WHAT TO PRODUCE: Reproduce all of the rows below word for word, leaving out the pictures.

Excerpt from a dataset
▽

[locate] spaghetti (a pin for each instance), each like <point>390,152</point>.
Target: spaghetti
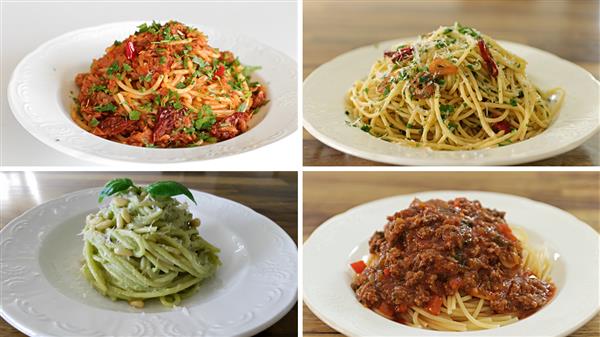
<point>452,266</point>
<point>165,86</point>
<point>453,89</point>
<point>141,247</point>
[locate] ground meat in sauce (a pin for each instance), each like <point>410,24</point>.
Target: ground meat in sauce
<point>436,248</point>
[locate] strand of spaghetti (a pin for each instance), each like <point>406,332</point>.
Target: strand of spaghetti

△

ANSWER TO THE PROBLEM:
[locate] spaghetti (a pin for each instance), each like <point>390,152</point>.
Target: spaghetti
<point>452,266</point>
<point>165,86</point>
<point>453,89</point>
<point>141,247</point>
[locate] ground meat in sauce (a pin for each instance), each like <point>410,24</point>.
Target: ground meat in sauce
<point>436,248</point>
[locate] strand of spaghetti (a pin for each instance), each like <point>406,332</point>.
Target: strand of spaghetti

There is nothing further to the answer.